**Task to carry out**. Copy exactly the stretch of lines from the one holding "of the floral" through the last line of the data below, inclusive. Leave out pictures.

**Data lines**.
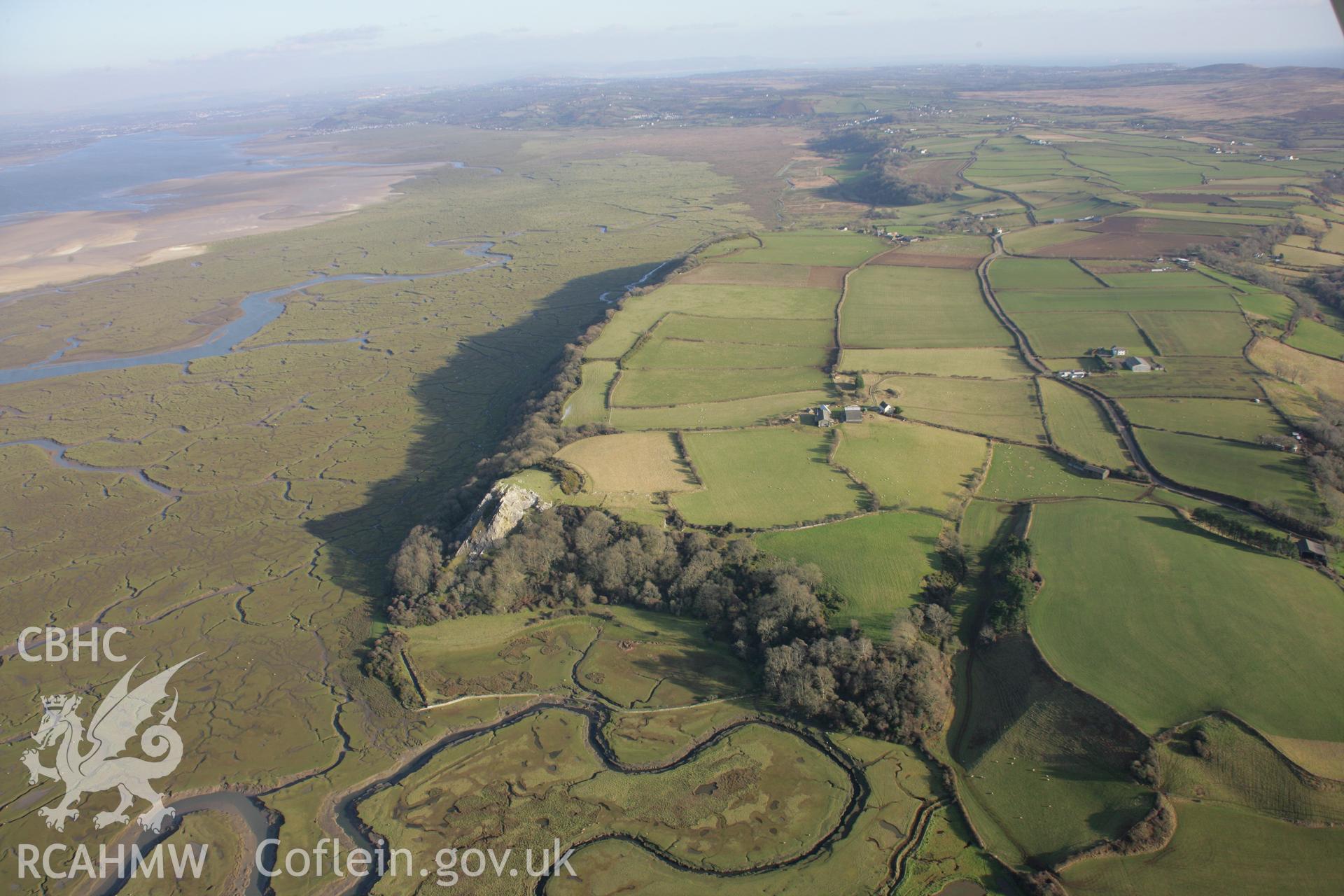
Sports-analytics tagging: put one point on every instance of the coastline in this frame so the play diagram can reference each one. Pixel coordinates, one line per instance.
(64, 248)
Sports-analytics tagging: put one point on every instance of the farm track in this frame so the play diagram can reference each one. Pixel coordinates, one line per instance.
(1113, 413)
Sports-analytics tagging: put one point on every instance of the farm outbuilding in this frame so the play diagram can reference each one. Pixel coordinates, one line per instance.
(1091, 470)
(1312, 550)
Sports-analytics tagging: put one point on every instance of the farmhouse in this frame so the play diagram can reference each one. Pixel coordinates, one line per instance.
(1091, 470)
(1312, 551)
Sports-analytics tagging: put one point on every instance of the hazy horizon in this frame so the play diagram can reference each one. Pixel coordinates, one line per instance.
(69, 57)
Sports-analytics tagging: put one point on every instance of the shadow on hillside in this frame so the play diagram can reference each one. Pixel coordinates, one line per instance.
(470, 406)
(1190, 528)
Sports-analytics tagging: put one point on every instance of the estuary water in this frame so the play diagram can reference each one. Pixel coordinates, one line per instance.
(257, 308)
(99, 175)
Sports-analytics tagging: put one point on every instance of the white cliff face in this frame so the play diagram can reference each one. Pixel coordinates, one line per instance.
(498, 514)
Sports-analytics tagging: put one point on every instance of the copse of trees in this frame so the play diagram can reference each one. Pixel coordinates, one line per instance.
(881, 182)
(897, 692)
(384, 662)
(1014, 580)
(1240, 531)
(772, 610)
(537, 437)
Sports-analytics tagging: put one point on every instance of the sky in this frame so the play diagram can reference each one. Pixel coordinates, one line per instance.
(70, 54)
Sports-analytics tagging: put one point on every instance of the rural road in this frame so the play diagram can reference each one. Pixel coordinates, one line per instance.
(1108, 405)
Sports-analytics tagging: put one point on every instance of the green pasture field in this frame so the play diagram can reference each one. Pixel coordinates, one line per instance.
(1249, 472)
(514, 653)
(588, 403)
(1004, 409)
(1031, 239)
(1166, 621)
(858, 862)
(987, 363)
(1300, 257)
(1079, 426)
(1040, 274)
(910, 465)
(304, 466)
(718, 300)
(1265, 304)
(832, 248)
(960, 246)
(758, 479)
(663, 734)
(660, 352)
(634, 507)
(1175, 218)
(748, 412)
(757, 796)
(662, 672)
(713, 273)
(1317, 339)
(1227, 418)
(1242, 770)
(1018, 473)
(981, 524)
(1168, 281)
(1186, 377)
(644, 463)
(727, 246)
(875, 562)
(1046, 766)
(1332, 239)
(1256, 856)
(889, 307)
(1072, 333)
(1117, 300)
(755, 330)
(687, 386)
(1195, 332)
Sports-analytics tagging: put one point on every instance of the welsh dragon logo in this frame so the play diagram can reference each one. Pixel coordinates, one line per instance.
(90, 761)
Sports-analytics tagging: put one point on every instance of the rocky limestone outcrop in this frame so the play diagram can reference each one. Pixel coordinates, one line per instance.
(498, 514)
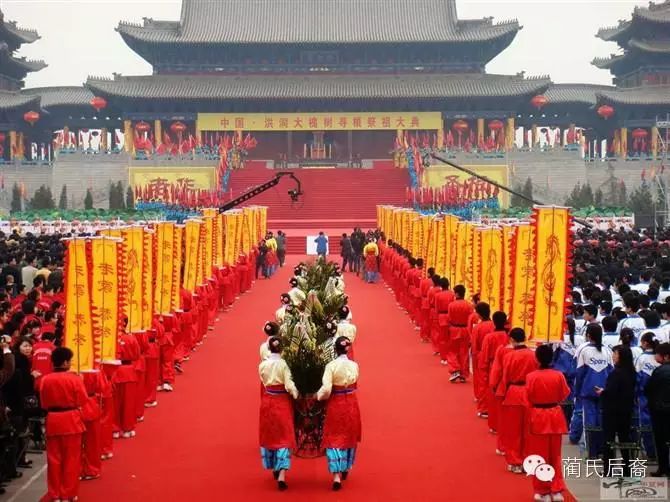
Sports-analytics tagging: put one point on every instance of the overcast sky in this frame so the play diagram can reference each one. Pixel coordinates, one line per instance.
(78, 36)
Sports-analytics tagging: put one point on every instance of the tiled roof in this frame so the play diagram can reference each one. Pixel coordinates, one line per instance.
(657, 46)
(9, 100)
(317, 87)
(575, 93)
(26, 64)
(656, 13)
(19, 35)
(60, 96)
(317, 21)
(650, 96)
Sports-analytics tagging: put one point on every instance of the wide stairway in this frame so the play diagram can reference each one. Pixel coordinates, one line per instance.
(334, 200)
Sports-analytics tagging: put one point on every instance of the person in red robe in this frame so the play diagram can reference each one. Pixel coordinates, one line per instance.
(479, 331)
(63, 395)
(490, 345)
(546, 388)
(516, 364)
(459, 313)
(166, 344)
(442, 301)
(424, 309)
(91, 457)
(124, 381)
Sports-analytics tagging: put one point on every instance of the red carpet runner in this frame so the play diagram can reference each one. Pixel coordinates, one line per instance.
(421, 440)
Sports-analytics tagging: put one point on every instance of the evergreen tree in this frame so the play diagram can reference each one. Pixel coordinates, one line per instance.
(62, 202)
(574, 199)
(586, 196)
(641, 200)
(598, 198)
(16, 205)
(119, 191)
(42, 199)
(130, 198)
(88, 200)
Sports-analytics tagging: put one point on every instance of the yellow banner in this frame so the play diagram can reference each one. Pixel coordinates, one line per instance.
(148, 274)
(106, 294)
(362, 121)
(440, 175)
(133, 242)
(160, 179)
(492, 267)
(191, 248)
(78, 318)
(552, 231)
(523, 288)
(165, 265)
(176, 271)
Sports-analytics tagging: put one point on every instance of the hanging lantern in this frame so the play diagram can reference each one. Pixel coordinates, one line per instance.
(142, 126)
(98, 103)
(178, 127)
(460, 126)
(640, 133)
(31, 117)
(496, 125)
(539, 101)
(605, 111)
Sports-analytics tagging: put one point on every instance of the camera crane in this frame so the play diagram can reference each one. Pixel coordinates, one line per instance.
(294, 193)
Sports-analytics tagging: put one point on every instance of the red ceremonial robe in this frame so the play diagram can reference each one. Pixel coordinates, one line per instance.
(459, 312)
(546, 389)
(62, 395)
(515, 365)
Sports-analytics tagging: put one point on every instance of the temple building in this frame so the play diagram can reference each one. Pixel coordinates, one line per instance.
(342, 80)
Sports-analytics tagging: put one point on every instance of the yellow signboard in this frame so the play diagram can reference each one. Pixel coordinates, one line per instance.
(161, 178)
(373, 121)
(438, 175)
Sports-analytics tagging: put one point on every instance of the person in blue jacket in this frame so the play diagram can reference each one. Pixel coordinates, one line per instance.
(645, 364)
(564, 361)
(594, 364)
(321, 245)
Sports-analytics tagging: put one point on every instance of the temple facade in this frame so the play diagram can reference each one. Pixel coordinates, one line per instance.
(341, 80)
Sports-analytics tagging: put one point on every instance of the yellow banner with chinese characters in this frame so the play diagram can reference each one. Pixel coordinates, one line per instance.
(106, 294)
(160, 179)
(176, 271)
(191, 254)
(491, 250)
(441, 175)
(361, 121)
(552, 248)
(165, 265)
(133, 242)
(523, 287)
(78, 318)
(148, 273)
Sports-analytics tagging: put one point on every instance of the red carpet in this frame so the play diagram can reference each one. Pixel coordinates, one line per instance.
(421, 440)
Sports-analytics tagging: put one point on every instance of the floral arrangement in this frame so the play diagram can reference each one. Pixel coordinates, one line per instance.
(308, 328)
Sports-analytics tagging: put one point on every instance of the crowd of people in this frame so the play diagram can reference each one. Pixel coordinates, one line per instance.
(76, 417)
(342, 423)
(609, 378)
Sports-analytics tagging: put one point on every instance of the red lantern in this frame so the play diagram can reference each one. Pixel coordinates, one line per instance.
(539, 101)
(178, 127)
(639, 133)
(460, 126)
(31, 117)
(605, 111)
(98, 103)
(142, 126)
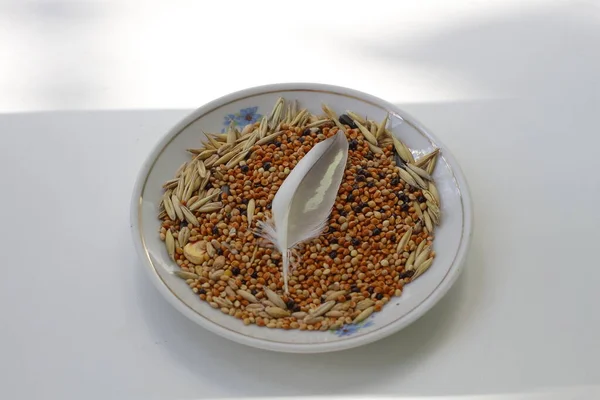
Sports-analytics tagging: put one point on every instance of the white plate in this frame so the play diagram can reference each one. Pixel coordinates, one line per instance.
(451, 238)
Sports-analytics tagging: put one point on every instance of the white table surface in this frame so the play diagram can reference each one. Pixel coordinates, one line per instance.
(80, 319)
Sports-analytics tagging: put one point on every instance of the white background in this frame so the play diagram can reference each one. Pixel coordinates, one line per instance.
(87, 88)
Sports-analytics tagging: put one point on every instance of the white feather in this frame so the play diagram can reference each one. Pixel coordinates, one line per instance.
(306, 197)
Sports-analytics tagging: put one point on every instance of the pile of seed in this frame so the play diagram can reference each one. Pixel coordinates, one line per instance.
(379, 236)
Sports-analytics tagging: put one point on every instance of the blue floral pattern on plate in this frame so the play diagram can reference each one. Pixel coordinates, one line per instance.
(351, 329)
(242, 118)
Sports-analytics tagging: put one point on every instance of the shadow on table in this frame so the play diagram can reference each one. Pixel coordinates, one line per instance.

**Solved problem**.
Sports-analytics tagging: put one point on every instance of the floral arrangement in this frame so the play diagram can reference each one. Pixel coordinates, one line per instance.
(308, 328)
Sports-analytics tagging: put one point on every instance of the crowd of people in this frame so the play diagram can reference each one. Pixel coordinates, one line per instance.
(76, 417)
(342, 423)
(609, 378)
Sports-analytics tagging: put one point on every instance of the red lantern in this frame so the play diagram can reference each one. Pixel coordinates, one line per instance.
(539, 101)
(178, 127)
(639, 133)
(460, 126)
(31, 117)
(605, 111)
(98, 103)
(142, 126)
Sports-analytics tagging: put one point on every instance of the white plate in this frame so the play diagram can reference each one. Pixel coordinates, one line per instance.
(451, 238)
Sports-analytics tagging: put one point on every instance of the white table surface in this frame so the play diagram can reference each one. Pixel coordinates, one line per instance.
(80, 319)
Sports-analytics tagging: put one point on every instance of the white background in this frame so the play diagram can reference each one. Pixel coordinates, one line per instance.
(87, 88)
Sports-analytics tagging: put one point on every instance of the white feather in this frame so the play diagram can reference each one. Pixel coordinates, one line per instance.
(306, 197)
Sports-analytics tagging: put one point on every instance of the pile of seed in this frame so the play diagram can reference each one. Pixel coordinates, one line per instance.
(379, 236)
Sports-analytics tagging: put one point on every instance of the blue floral pattern on plate in this frame so the play diagram can reference each one. Pixel coordinates, one line per instance.
(351, 329)
(242, 118)
Sports-analytics tagging: put one point on every instance of the shadow on table in this frame so the play diagram can reference each one. Pixel coordinates, one line per instance.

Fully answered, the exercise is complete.